Ive emailed a seller on ebay and they said the lactol is not suitable for mice just kittens and puppies


----------



## Megzilla

geordiesmice said:


> My pregnant and nursing does get scrambled egg and all the pups are nice and plump I add a bit cows milk to the egg although cows milk has no nutritional value to a mouse.The litters I have at the moment look really healthy and so do the does which is important.


From what i've read, cows milk causes diarrhea :S


----------



## WoodWitch

geordiesmice said:


> Ive emailed a seller on ebay and they said the lactol is not suitable for mice just kittens and puppies


Lots of us here breeders use lactol as additional nutrition for our mice. It's great and WE recommend it (I sprinkle it over their food too!)


----------



## geordiesmice

Not see any diarrhea


----------



## WoodWitch

No, no diarrhea, but then we are only talking giving a _little_ as a supplement, not as a full dietary switch.
xx


----------



## SephysManda

Megzilla said:


> Just out of interest, why are you against soy products??


For one, I am allergic to it and second, I've researched about it and it is really bad. It causes so many issues. It is insanely hard trying to find soy free food in both the human world and the animal world. I want my future mice to be completely soy free.


----------



## SephysManda

Does anyone know anything similar to Lactol that would work? I live in the U.S. and I don't want to import if I don't have to.

- INPUT FOR THIS TASK
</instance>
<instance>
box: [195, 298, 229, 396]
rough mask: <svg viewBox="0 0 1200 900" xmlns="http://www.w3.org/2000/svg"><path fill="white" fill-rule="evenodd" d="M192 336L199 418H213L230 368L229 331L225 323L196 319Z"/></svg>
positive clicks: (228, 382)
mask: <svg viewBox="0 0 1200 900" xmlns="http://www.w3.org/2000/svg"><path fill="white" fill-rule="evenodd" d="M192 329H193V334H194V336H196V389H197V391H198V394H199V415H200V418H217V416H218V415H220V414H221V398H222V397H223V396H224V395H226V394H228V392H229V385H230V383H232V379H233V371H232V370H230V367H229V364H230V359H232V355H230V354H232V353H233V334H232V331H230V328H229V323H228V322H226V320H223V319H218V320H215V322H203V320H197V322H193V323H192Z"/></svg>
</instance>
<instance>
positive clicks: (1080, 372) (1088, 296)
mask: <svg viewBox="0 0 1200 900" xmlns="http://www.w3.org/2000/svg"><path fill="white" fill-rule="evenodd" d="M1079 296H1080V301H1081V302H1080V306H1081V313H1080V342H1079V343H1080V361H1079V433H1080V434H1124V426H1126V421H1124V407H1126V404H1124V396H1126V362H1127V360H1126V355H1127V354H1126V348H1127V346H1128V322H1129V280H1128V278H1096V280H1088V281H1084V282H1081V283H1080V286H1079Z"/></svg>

- DIRECTIONS
1. Write out the stretch of the listing from its first line through the line that contains "positive clicks: (228, 382)", including both of those lines, with every character unchanged.
2. Carry on the forum thread about feeding mice from the point where it ends.
The forum thread about feeding mice and the listing have no connection to each other.

- ANSWERS FOR THE EXERCISE
1.
</instance>
<instance>
box: [195, 298, 229, 396]
rough mask: <svg viewBox="0 0 1200 900" xmlns="http://www.w3.org/2000/svg"><path fill="white" fill-rule="evenodd" d="M192 336L199 418H213L230 368L229 331L225 323L196 319Z"/></svg>
positive clicks: (228, 382)

2.
----------



## moustress

I'd take the word of you breeders on the safety of Lactol any day. It doesn't appear to be available locally. I wonder if there are any comparable products available in the US.

Here's a whey based milk substitute called Morning Moos
http://www.augasonfarms.com/File/View/3 ... 7394b5e8db

Here's the formula for Lactol
http://www.petsathome.com/shop/lactol-m ... ey-s-15418

It's clear to me that Lactol IS a superior products as it has no additives except for the vitamins and minerals


----------



## SarahC

SephysManda said:


> Does anyone know anything similar to Lactol that would work? I live in the U.S. and I don't want to import if I don't have to.


welpi is another brand.


----------



## Megzilla

Or if you can't get hold of it, go to your local vet and say you're hand rearing mice and need puppy and kitten formula- that's how I got introduced to it  It may be a bit more expensive, but then you can be sure that it's the right thing!


----------



## Wight Isle Stud

The one to use is Sma FIRST MILK - for human babies. Try it and see. every other night i make up a pint or two, soak it into the bread and watch those adults retain cvondition whilst rearing large litters. about £7 for a large tin of powder, lasts ages.


----------



## geordiesmice

I got some lactol yesterday directions say one scoop per pint of water for puppies what measurement would i use for mice?Would I just use the puppy measurement.


----------



## WoodWitch

You can just sprinkle a pinch over their food instead of adding it to water.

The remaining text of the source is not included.